Text:
..........

Cytiva has partnered with Multiply Labs to create a fully automated robotic system intended to support commercial-scale cell therapy manufacturing.
“Cytiva and Multiply Labs want to develop a robotic system that will automate the manufacturing processes for cell therapies and drastically bring down the cost to do so,” Parker Donner, head of Business Development, Cell and Gene Therapy at Cytiva told BioProcess Insider.
“While these therapies have proven to be very effective, the manufacturing workflow is overly reliant on manual labor. Our goal is to create a system that will bring industrial scale reliability, efficiency, and flexibility from the research bench all the way through commercialization using the best-in-class technology on the market today.”
Image c/o Cytiva
Such a system could bring huge benefits to the hundreds of cell therapies making their way through the clinic said Donner, as while there are select instances where robotics are deployed in manufacturing (mostly in QC), there is nothing available today at such scale.
“There is a need for unit operation optimization in Cell Therapy manufacturing. However, this creates workflow steps that are not always integrated,” he said.
“Some technology providers provide a ‘single box’ approach but that takes the decision making on selecting unit operations out of the researcher’s hands and requires compromising on the best possible solution. With the Multiply Labs collaboration, we hope to solve this conundrum that faces the industry today.”

..........

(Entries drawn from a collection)
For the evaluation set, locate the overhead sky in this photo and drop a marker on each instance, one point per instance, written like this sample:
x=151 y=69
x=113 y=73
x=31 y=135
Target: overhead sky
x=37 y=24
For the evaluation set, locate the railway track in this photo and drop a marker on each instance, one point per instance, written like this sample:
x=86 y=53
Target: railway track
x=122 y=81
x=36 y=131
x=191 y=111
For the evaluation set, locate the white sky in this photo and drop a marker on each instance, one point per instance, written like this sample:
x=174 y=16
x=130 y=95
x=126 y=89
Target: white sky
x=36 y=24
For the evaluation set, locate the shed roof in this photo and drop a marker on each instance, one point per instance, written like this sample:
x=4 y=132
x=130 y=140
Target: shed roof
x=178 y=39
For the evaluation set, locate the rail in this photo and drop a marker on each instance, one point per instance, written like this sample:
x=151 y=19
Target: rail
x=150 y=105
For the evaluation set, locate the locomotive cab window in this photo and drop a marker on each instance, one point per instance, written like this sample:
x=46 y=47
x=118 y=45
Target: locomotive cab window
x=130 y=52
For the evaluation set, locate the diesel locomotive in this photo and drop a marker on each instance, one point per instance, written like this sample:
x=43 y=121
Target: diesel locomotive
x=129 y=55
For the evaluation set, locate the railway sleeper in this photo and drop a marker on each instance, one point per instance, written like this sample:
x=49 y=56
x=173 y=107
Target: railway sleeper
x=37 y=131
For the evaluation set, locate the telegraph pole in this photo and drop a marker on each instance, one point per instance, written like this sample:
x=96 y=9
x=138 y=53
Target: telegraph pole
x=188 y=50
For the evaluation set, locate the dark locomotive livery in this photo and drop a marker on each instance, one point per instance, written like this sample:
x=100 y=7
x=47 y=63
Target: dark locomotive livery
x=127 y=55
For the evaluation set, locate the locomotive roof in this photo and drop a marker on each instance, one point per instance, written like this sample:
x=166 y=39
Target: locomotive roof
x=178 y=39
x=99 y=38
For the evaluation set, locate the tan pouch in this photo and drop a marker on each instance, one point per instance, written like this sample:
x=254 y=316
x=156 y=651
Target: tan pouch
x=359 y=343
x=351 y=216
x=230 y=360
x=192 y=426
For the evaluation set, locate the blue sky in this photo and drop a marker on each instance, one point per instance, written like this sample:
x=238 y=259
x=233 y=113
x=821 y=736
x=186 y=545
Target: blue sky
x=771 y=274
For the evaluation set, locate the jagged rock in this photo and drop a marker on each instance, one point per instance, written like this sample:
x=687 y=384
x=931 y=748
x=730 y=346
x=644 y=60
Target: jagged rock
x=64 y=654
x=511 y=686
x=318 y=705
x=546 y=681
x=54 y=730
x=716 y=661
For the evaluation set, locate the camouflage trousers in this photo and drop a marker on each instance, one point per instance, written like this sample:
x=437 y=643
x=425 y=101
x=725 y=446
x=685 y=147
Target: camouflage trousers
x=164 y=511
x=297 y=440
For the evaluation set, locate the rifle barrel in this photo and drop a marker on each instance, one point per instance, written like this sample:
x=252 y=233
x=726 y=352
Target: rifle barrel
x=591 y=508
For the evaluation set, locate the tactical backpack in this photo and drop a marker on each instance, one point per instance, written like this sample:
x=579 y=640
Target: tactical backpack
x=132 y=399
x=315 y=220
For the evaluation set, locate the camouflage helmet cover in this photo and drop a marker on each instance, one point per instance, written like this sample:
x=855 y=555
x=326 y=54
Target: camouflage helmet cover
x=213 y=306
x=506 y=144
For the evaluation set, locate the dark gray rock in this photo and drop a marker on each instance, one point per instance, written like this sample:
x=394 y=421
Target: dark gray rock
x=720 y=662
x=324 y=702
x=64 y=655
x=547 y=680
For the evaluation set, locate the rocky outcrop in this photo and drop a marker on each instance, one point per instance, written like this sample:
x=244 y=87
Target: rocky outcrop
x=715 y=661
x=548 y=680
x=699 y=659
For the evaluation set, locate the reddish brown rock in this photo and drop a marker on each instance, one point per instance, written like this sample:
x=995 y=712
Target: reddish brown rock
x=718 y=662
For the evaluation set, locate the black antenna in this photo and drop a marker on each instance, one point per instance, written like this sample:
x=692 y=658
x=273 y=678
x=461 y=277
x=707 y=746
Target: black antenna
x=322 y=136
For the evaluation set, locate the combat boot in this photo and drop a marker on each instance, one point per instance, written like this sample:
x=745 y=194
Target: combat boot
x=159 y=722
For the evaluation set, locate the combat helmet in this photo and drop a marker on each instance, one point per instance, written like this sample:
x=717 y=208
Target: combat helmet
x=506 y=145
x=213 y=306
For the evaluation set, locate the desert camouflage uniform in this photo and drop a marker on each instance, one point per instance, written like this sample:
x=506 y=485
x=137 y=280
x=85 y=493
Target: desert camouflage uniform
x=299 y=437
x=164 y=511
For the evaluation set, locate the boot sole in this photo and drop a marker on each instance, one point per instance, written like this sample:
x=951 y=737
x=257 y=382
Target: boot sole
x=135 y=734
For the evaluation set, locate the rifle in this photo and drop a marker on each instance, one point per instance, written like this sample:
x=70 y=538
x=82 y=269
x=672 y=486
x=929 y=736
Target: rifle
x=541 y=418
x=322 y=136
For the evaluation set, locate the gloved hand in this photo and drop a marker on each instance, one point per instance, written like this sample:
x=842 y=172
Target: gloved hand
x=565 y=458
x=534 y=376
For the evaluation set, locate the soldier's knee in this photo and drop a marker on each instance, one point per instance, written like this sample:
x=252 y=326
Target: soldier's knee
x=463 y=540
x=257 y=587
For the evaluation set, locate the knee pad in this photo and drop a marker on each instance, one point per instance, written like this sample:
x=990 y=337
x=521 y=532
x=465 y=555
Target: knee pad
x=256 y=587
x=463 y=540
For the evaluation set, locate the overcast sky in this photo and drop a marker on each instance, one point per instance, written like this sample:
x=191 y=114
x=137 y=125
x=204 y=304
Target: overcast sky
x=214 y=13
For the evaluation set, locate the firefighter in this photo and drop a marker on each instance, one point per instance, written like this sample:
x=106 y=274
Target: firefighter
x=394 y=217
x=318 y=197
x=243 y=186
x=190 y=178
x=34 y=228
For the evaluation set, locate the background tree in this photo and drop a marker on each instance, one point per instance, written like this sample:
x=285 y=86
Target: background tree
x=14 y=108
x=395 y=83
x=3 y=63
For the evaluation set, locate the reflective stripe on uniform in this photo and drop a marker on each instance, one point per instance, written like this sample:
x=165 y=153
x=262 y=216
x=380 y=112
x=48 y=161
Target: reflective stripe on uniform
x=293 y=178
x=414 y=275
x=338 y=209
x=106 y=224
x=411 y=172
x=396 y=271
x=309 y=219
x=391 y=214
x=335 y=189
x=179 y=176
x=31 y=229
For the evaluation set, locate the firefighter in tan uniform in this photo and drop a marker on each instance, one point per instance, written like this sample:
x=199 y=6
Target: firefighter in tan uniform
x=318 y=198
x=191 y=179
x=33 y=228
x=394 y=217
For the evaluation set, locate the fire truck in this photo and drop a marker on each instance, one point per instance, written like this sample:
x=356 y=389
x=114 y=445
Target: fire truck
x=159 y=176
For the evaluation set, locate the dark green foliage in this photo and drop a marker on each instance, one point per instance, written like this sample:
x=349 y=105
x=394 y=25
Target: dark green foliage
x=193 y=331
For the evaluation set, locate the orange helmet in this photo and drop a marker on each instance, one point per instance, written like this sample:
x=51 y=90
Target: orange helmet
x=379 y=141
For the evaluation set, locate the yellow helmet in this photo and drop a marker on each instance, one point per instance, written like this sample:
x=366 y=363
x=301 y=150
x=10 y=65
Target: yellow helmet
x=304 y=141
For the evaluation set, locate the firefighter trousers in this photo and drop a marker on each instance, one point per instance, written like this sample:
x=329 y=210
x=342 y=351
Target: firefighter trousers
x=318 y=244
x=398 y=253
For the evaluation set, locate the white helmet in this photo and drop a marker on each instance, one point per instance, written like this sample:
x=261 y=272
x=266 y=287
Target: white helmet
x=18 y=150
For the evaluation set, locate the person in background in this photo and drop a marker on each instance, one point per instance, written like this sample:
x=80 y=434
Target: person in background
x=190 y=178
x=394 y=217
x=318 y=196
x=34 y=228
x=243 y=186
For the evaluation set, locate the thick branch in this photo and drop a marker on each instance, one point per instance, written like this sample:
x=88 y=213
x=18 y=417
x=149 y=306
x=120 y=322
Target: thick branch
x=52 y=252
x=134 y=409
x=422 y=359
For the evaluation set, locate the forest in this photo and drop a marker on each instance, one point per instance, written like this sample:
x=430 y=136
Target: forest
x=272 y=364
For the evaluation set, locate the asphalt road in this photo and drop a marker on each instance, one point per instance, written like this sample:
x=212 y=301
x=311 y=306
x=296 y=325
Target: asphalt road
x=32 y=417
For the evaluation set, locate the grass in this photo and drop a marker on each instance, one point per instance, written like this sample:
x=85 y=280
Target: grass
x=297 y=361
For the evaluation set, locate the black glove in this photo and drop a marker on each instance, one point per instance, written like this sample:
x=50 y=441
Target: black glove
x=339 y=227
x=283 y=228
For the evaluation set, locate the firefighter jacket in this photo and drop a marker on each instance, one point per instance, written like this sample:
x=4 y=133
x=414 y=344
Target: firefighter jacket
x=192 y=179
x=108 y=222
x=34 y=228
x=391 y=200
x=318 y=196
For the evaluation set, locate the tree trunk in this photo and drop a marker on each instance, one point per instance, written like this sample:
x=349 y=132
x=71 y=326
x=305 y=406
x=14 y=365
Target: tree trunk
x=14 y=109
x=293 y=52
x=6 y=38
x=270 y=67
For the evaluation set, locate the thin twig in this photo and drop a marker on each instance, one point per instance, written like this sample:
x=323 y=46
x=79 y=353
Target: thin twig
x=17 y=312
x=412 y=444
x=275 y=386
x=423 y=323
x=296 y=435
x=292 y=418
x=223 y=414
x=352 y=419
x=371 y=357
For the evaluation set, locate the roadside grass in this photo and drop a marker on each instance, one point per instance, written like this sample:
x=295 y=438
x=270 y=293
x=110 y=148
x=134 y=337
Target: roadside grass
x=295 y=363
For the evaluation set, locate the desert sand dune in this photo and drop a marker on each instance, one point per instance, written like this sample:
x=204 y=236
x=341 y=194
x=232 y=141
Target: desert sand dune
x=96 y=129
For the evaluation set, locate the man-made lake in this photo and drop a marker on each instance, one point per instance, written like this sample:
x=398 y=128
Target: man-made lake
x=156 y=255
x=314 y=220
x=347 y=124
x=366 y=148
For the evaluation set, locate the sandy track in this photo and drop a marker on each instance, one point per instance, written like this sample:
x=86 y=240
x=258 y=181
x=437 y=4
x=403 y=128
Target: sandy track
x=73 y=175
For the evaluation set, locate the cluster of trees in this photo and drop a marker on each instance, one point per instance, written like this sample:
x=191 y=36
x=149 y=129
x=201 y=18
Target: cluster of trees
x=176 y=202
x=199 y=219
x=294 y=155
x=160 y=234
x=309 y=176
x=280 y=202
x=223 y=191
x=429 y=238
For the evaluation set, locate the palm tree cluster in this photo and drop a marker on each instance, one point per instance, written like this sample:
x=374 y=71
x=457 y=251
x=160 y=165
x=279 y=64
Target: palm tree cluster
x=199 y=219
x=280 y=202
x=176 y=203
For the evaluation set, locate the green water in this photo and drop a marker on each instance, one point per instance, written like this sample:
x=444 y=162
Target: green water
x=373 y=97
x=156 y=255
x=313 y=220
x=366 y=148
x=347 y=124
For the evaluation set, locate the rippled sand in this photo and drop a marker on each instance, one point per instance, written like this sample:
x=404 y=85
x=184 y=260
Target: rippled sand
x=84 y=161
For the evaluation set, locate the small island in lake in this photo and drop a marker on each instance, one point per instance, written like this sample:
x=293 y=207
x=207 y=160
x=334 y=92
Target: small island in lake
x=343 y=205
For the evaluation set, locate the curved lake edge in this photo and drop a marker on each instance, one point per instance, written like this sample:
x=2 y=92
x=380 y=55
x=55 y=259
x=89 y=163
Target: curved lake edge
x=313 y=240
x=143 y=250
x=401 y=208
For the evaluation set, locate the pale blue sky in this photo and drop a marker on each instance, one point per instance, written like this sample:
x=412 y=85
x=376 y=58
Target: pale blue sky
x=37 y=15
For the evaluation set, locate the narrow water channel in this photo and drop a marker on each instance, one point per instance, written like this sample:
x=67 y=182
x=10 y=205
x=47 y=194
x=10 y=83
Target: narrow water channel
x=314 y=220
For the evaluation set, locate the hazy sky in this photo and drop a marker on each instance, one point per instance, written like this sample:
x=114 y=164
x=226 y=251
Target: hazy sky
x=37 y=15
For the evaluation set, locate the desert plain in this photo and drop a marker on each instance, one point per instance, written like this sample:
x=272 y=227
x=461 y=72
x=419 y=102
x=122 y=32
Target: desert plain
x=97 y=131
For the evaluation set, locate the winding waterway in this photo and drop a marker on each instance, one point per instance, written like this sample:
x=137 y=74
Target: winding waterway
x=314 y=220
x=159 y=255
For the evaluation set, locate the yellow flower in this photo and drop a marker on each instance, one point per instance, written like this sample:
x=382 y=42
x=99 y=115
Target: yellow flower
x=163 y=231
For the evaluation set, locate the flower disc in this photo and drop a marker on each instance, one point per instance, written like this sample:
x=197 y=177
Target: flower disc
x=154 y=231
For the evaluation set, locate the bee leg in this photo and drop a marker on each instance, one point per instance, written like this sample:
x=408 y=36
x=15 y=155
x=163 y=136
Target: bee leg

..........

Exercise set:
**A.** Print the stretch of the article about Cytiva and Multiply Labs from "Cytiva has partnered" through "told BioProcess Insider.".
**B.** In the article about Cytiva and Multiply Labs, where in manufacturing are robots mostly used now?
Rely on the article about Cytiva and Multiply Labs and nothing else.

Exercise results:
**A.**
Cytiva has partnered with Multiply Labs to create a fully automated robotic system intended to support commercial-scale cell therapy manufacturing.
“Cytiva and Multiply Labs want to develop a robotic system that will automate the manufacturing processes for cell therapies and drastically bring down the cost to do so,” Parker Donner, head of Business Development, Cell and Gene Therapy at Cytiva told BioProcess Insider.

**B.** Mostly in QC.